Collection entries:
--------
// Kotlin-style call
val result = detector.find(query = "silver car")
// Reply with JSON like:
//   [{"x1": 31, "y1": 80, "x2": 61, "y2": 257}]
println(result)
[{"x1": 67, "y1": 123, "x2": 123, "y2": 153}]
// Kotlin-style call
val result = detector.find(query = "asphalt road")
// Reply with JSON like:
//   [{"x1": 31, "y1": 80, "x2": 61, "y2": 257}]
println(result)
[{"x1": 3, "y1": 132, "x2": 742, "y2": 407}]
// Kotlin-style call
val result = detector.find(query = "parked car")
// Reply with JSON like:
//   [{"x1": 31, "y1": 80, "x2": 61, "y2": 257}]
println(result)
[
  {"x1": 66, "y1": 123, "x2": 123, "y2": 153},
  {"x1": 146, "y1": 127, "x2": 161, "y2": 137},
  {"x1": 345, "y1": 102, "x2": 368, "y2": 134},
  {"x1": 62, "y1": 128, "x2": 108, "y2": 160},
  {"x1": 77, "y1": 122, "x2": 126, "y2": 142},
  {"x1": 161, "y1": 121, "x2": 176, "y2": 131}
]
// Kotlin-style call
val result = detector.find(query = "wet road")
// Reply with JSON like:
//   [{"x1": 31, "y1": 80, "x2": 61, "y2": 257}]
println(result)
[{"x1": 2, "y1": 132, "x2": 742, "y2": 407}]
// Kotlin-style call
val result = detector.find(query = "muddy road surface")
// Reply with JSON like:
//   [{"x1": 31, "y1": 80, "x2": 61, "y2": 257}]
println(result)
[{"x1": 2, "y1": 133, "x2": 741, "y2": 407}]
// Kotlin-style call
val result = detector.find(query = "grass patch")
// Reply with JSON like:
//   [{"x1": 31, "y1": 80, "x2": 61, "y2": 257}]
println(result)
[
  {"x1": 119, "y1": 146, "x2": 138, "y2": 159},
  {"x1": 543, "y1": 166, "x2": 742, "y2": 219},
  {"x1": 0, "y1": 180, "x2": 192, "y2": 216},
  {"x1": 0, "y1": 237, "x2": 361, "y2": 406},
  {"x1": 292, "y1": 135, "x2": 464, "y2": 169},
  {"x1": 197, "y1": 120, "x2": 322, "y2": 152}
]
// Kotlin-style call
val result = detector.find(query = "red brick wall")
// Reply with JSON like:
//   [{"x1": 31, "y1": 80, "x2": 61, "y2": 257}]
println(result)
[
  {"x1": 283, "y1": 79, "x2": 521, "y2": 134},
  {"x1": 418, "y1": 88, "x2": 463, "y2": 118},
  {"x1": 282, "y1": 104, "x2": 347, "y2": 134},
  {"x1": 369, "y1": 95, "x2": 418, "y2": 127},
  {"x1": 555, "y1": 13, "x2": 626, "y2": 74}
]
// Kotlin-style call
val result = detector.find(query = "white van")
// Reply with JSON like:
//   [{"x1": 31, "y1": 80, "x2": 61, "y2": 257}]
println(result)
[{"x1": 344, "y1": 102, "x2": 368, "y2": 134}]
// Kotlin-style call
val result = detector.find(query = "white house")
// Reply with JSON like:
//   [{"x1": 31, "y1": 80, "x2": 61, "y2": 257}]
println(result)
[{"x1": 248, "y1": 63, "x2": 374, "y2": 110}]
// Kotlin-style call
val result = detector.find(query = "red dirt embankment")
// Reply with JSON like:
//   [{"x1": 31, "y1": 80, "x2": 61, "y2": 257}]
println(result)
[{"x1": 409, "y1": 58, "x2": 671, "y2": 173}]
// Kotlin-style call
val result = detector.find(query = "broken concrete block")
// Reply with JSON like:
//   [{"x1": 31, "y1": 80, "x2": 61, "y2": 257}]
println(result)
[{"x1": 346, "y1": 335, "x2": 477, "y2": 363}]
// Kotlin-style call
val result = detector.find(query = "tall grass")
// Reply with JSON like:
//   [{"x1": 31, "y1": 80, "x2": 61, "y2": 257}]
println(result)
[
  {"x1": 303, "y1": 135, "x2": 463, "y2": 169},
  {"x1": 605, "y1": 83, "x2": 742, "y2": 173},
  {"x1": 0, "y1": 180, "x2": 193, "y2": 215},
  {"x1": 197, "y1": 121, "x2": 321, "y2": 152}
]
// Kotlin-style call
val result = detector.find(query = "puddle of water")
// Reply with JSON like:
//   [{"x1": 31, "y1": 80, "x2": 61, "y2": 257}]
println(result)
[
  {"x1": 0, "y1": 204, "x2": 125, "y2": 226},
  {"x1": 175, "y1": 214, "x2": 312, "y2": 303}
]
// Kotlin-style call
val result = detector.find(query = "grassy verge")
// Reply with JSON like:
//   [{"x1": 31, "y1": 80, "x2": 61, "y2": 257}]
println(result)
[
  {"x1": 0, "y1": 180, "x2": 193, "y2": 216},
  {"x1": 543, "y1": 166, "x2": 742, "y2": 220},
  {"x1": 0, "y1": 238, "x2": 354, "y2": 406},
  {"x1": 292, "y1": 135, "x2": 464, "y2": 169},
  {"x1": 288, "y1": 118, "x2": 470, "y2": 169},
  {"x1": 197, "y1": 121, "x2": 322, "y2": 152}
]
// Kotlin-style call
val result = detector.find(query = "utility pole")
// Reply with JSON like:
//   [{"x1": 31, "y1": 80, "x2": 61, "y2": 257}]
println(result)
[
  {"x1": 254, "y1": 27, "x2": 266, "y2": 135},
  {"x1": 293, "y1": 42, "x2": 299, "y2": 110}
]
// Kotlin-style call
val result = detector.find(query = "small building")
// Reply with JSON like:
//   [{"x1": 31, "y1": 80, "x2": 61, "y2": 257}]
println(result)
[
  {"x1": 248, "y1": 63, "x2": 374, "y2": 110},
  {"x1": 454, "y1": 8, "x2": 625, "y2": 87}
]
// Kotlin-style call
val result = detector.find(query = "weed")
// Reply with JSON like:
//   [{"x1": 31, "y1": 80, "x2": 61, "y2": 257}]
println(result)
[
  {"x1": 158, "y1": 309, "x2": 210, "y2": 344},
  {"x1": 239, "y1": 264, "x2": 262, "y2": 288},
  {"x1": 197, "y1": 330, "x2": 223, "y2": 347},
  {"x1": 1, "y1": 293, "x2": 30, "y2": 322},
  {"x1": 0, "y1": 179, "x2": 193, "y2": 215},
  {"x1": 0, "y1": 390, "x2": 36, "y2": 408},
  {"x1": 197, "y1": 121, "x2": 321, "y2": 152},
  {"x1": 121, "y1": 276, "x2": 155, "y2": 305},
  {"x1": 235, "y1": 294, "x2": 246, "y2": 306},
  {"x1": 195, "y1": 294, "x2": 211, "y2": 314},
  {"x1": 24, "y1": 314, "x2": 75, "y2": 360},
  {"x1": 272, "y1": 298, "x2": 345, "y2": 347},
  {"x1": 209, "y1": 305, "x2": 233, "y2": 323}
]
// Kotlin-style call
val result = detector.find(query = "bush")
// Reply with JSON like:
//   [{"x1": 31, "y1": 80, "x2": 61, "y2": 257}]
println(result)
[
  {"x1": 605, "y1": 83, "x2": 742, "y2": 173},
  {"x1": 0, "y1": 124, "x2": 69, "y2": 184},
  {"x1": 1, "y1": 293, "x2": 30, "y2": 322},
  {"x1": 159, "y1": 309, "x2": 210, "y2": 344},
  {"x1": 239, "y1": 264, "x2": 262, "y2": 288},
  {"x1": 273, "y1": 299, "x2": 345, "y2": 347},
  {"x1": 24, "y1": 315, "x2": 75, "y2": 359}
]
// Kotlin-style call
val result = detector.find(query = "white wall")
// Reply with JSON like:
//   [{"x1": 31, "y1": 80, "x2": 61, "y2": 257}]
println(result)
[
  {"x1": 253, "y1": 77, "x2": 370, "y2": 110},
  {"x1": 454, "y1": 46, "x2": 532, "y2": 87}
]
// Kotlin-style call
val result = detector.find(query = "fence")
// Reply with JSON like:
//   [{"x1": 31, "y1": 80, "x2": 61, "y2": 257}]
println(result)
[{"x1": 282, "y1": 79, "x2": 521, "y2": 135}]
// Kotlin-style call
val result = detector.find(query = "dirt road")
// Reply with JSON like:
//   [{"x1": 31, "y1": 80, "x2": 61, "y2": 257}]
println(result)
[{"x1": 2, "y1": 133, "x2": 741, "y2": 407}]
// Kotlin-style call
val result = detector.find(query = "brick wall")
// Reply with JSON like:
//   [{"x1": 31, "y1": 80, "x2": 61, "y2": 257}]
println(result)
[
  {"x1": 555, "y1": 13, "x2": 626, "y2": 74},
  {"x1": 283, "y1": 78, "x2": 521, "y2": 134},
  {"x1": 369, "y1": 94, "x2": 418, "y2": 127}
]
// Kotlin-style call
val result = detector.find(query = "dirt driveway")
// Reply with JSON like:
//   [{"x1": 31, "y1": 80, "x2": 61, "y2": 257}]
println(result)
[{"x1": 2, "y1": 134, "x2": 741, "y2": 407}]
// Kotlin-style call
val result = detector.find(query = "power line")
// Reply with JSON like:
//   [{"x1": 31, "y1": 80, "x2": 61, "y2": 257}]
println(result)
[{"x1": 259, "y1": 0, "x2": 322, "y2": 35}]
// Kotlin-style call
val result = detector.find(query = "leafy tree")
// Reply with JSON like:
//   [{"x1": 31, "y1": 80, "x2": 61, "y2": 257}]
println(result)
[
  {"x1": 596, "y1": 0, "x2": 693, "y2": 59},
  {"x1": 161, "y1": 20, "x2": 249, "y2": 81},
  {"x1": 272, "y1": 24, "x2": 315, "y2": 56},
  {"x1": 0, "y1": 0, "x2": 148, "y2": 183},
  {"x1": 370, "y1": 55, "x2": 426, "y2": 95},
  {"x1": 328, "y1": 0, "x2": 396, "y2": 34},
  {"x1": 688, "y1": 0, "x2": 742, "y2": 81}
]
--------
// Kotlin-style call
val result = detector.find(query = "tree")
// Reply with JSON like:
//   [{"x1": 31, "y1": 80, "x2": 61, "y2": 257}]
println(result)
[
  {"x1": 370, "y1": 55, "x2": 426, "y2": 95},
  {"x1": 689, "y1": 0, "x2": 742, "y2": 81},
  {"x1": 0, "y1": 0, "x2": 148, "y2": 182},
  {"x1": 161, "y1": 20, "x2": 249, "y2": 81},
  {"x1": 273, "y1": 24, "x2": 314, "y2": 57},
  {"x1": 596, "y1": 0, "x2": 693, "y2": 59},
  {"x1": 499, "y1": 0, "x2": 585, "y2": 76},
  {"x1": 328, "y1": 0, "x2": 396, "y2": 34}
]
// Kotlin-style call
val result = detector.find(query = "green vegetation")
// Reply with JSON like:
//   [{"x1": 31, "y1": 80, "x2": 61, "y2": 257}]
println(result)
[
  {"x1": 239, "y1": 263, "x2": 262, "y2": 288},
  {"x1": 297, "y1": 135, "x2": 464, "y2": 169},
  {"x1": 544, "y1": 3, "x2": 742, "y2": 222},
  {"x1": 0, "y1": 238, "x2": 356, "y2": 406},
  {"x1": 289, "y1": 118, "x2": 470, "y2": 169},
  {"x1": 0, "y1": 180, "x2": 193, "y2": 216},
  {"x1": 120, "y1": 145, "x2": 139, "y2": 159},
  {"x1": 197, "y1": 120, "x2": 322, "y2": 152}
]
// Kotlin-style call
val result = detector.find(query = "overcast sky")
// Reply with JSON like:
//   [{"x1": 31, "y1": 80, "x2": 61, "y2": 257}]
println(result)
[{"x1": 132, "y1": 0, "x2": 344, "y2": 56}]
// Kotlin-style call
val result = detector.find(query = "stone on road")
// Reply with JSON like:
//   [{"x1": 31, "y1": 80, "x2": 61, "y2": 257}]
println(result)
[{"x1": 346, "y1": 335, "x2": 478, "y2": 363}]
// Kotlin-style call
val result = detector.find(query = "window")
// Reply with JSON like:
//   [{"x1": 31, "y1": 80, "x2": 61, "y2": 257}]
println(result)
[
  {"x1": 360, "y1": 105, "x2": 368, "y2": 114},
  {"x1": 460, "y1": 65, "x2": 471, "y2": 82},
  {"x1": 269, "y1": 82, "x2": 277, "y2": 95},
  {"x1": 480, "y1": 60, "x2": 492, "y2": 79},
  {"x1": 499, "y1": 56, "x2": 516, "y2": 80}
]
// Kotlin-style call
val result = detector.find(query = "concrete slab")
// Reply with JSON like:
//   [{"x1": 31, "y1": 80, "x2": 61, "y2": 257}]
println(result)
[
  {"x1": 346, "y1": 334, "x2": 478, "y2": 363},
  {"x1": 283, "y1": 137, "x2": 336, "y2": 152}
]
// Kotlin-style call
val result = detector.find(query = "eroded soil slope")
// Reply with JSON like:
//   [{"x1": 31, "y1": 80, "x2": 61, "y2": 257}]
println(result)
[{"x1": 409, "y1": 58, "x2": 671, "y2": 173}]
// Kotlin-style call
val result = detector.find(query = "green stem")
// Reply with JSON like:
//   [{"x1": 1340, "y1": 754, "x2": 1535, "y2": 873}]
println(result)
--------
What to work on →
Show all lines above holding the word "wall".

Reply to the task →
val result = detector.find(query = "red brick wall")
val result = detector.find(query = "white wall")
val result = detector.find(query = "brick wall")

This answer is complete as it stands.